_Data to use_.

※ ※ ※

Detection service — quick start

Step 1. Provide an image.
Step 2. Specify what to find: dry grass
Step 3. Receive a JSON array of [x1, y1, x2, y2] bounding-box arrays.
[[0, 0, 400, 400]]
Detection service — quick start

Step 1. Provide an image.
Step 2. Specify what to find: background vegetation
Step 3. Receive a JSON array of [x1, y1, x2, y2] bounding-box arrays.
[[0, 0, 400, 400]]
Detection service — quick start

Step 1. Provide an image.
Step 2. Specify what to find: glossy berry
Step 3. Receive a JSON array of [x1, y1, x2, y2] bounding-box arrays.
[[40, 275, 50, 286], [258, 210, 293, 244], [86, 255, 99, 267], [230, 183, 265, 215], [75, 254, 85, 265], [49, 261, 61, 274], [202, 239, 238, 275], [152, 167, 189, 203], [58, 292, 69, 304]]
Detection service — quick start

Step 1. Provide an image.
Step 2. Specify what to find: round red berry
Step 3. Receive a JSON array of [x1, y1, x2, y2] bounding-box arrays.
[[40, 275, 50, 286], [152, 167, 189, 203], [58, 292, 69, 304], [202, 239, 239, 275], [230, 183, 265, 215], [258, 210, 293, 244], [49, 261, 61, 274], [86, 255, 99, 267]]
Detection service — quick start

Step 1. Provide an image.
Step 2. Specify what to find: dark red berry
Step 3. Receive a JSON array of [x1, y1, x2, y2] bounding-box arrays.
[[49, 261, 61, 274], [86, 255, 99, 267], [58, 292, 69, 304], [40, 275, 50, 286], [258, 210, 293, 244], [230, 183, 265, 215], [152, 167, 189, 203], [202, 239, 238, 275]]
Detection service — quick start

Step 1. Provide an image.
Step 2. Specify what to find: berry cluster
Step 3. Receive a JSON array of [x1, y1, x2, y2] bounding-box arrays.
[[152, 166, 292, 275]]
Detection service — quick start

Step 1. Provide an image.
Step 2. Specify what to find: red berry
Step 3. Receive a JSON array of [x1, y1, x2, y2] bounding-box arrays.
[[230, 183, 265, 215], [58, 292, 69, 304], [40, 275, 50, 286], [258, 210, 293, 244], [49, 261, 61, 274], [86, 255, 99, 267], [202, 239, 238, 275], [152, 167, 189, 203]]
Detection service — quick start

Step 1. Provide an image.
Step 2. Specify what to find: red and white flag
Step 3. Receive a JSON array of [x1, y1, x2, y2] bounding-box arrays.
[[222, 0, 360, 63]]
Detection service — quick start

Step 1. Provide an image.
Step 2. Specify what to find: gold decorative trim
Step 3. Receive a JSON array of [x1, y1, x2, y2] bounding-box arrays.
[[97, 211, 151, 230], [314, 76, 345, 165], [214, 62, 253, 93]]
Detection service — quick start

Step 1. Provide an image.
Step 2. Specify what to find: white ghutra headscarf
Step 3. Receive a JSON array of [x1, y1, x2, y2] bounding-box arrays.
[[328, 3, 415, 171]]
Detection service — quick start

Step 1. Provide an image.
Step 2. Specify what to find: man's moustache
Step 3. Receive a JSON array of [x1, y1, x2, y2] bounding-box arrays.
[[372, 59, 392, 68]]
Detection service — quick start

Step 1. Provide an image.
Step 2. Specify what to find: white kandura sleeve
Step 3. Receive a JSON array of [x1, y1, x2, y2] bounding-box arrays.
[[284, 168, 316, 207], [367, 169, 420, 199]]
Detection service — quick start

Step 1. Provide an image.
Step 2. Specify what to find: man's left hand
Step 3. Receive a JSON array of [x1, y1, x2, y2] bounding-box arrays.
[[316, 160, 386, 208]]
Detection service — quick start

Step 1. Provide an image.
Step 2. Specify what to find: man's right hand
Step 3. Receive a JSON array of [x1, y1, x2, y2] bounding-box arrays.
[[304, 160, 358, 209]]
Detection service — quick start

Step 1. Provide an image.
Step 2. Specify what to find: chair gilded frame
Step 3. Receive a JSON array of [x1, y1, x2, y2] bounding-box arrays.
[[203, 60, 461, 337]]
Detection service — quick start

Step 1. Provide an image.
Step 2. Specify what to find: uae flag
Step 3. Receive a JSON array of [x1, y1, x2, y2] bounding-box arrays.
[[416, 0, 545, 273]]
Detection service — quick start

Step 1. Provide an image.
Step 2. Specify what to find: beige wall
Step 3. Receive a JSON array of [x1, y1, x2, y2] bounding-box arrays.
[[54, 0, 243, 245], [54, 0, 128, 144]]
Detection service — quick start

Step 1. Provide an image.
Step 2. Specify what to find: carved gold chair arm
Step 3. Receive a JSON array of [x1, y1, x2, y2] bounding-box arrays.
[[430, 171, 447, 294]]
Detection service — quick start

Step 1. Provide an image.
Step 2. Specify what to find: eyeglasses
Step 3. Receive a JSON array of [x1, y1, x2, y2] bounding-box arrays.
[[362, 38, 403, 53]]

※ ※ ※

_Instructions to follow_. Each record above should be output again exactly.

_Full answer_.
Detection service — quick start

Step 1. Provide an image.
Step 2. Specify what to find: dry grass
Step 3. Receive a JSON array of [x1, y1, x2, y2] bounding-box arrays.
[[0, 0, 400, 400]]
Detection service — quick start

Step 1. Provide an image.
Step 2. Specify what to find: background vegetation
Step 3. Receive a JSON array of [x1, y1, x2, y2] bounding-box arrays.
[[0, 0, 400, 400]]
Detection service — quick start

Step 1. Provide an image.
Step 2. Specify what to find: glossy berry
Step 3. Receive a JSON array of [x1, y1, x2, y2] bounding-box arrays.
[[40, 275, 50, 286], [258, 210, 293, 244], [86, 255, 99, 267], [230, 183, 265, 215], [75, 254, 85, 265], [49, 261, 61, 274], [202, 239, 238, 275], [152, 167, 189, 203], [58, 292, 69, 304]]
Detection service — quick start

Step 1. Provide an image.
Step 2. Specify what to find: round red berry
Step 3. Receive a JSON array of [x1, y1, x2, y2] bounding-box arrays.
[[40, 275, 50, 286], [152, 167, 189, 203], [58, 292, 69, 304], [202, 239, 239, 275], [230, 183, 265, 215], [258, 210, 293, 244], [49, 261, 61, 274], [86, 255, 99, 267]]
Detection service — quick start

Step 1. Provide an image.
Step 2. Specify what to find: dark red berry
Step 3. Receive a JSON array of [x1, y1, x2, y2] bounding-box arrays.
[[49, 261, 61, 274], [86, 255, 99, 267], [58, 292, 69, 304], [40, 275, 50, 286], [258, 210, 293, 244], [230, 183, 265, 215], [152, 167, 189, 203], [202, 239, 238, 275]]
Detection service — quick start

Step 1. Provide an image.
Step 2. Specify what to find: berry cluster
Step 3. Receive a JSON array of [x1, y1, x2, y2] bounding-box arrays.
[[152, 166, 292, 275]]
Detection service — quick start

Step 1. Provide an image.
Step 2. Specify what to find: red berry
Step 3. Receive a JSON array of [x1, y1, x2, y2] bounding-box arrays.
[[230, 183, 265, 215], [58, 292, 69, 304], [40, 275, 50, 286], [258, 210, 293, 244], [49, 261, 61, 274], [86, 255, 99, 267], [202, 239, 238, 275], [152, 167, 189, 203]]
Detection service — quick start

Step 1. Provide an image.
Step 2. Specify what to find: red and white flag
Step 3. Receive a JSON array of [x1, y1, x2, y2] bounding-box arrays.
[[222, 0, 360, 63]]
Detection service — quick start

Step 1. Provide an image.
Step 2. Specify what to find: gold decorative trim
Step 3. Receive a JSON array of [x1, y1, x2, y2] bounding-box arrays.
[[97, 211, 151, 230], [314, 76, 345, 165], [214, 62, 253, 93]]
Detection service — quick start

Step 1. Provide an image.
Step 2. Specify what to find: white ghutra headscarf
Step 3. Receive a JSON array of [x1, y1, x2, y2] bounding-box arrays.
[[328, 3, 415, 171]]
Detection service — quick start

Step 1. Provide an image.
Step 2. Specify what to find: man's moustache
Step 3. Receive a JSON array of [x1, y1, x2, y2] bounding-box arrays.
[[372, 59, 392, 68]]
Detection service — quick start

Step 1. Provide an image.
Step 2. Specify what to find: white kandura sleeve
Step 3. Receive a JSON array of [x1, y1, x2, y2] bounding-box arrays.
[[284, 168, 316, 207], [367, 169, 420, 199]]
Detection service — quick start

Step 1. Provide an image.
Step 2. Specify what to find: man's left hand
Step 3. Receive a JSON array of [x1, y1, x2, y2] bounding-box arrays.
[[316, 160, 386, 208]]
Detection service — quick start

Step 1. Provide an image.
Step 2. Specify what to find: man's right hand
Step 3. Receive a JSON array of [x1, y1, x2, y2] bounding-box arrays.
[[304, 160, 358, 209]]
Detection service — quick start

Step 1. Provide an image.
Step 2. Specify what to find: chair gilded frame
Step 3. Receive a JSON array of [x1, y1, x2, y2] bounding-box arrays.
[[203, 60, 461, 337]]
Detection service — quick start

Step 1. Provide an image.
Step 2. Specify what to find: uae flag
Step 3. Receive a JSON array of [x1, y1, x2, y2] bounding-box arrays.
[[416, 0, 545, 273]]
Detection service — quick start

Step 1. Provide an image.
Step 2. Specify what to find: beige wall
Step 3. Receive a JSON array of [x1, y1, x2, y2] bounding-box arrays.
[[54, 0, 243, 245], [54, 0, 128, 144]]
Detection service — quick start

Step 1. Provide an image.
Step 2. Specify what to find: carved gold chair arm
Step 3. Receive a JSON array of [x1, y1, x2, y2] bounding-box arrays.
[[430, 171, 447, 294]]
Detection service — quick start

Step 1. Provide an image.
Step 2. Specify what to find: eyeglasses
Step 3. Receive a JSON array of [x1, y1, x2, y2] bounding-box arrays.
[[362, 38, 403, 53]]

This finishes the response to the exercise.